▶ [WORK INSTRUCTIONS]
All entries below are to be copied precisely as they appear.

(Collected data)
*** Begin section ***
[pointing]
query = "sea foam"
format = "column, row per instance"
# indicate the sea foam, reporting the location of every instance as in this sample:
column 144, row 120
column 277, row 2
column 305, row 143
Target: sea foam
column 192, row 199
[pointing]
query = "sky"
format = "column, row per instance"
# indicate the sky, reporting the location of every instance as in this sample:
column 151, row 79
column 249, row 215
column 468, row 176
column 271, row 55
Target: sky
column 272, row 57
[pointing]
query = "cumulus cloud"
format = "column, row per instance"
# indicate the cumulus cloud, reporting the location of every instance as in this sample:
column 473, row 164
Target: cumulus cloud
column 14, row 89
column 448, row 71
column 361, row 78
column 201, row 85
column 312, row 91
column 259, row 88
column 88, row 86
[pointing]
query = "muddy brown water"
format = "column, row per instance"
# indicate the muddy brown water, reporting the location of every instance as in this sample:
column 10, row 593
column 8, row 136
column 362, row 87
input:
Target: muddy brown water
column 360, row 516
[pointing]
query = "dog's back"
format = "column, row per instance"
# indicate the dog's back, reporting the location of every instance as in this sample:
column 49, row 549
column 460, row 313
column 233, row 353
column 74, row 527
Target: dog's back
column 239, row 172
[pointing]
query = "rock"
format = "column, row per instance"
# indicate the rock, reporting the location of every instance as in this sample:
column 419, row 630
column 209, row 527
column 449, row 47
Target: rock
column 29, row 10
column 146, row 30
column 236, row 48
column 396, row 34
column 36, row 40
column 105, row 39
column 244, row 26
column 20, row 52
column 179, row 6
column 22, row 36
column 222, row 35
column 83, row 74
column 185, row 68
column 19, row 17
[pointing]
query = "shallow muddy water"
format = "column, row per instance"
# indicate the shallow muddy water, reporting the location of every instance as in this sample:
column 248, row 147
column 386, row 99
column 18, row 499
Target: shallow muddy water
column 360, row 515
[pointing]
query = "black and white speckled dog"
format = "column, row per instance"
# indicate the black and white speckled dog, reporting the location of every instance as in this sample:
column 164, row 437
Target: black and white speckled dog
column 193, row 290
*** End section ***
▶ [RESULT OF THE EXERCISE]
[pointing]
query = "sea foam"
format = "column, row per instance"
# indicate the sea foam, reporting the location of every instance as in this sample:
column 144, row 120
column 277, row 2
column 305, row 143
Target: sea foam
column 192, row 199
[pointing]
query = "sky"
format = "column, row per instance"
# indicate the sky, reporting the location of every instance as in this sample:
column 151, row 79
column 249, row 215
column 468, row 176
column 271, row 55
Target: sky
column 272, row 57
[pointing]
query = "cumulus cloud"
format = "column, row per instance"
# indicate the cumulus cloud, reporting the location of every instance as in this sample:
column 473, row 164
Target: cumulus cloud
column 14, row 89
column 448, row 71
column 361, row 78
column 201, row 85
column 312, row 91
column 259, row 88
column 88, row 86
[pointing]
query = "muddy brown water"
format = "column, row per instance"
# indicate the muddy brown water, reporting the location of every instance as in this sample:
column 10, row 593
column 8, row 136
column 362, row 87
input:
Target: muddy brown water
column 360, row 516
[pointing]
query = "dog's back"
format = "column, row per instance"
# indicate the dog's back, reporting the location of every instance as in this sample:
column 49, row 549
column 460, row 313
column 233, row 353
column 74, row 527
Target: dog's back
column 239, row 172
[pointing]
query = "rock"
format = "column, row per instance"
# indicate the rock, reporting the location of every instance as in this sample:
column 419, row 630
column 209, row 527
column 449, row 47
Target: rock
column 29, row 10
column 146, row 30
column 236, row 48
column 396, row 34
column 36, row 40
column 105, row 39
column 244, row 26
column 20, row 52
column 179, row 6
column 22, row 36
column 222, row 35
column 83, row 74
column 185, row 68
column 19, row 17
[pointing]
query = "shallow muddy water"
format = "column, row per instance"
# indicate the shallow muddy water, reporting the location of every instance as in this sample:
column 248, row 147
column 386, row 99
column 18, row 499
Target: shallow muddy water
column 360, row 515
[pointing]
query = "black and white speckled dog"
format = "column, row per instance"
# indicate the black and white speckled dog, reporting the location of every instance as in this sample:
column 164, row 437
Target: black and white speckled dog
column 193, row 290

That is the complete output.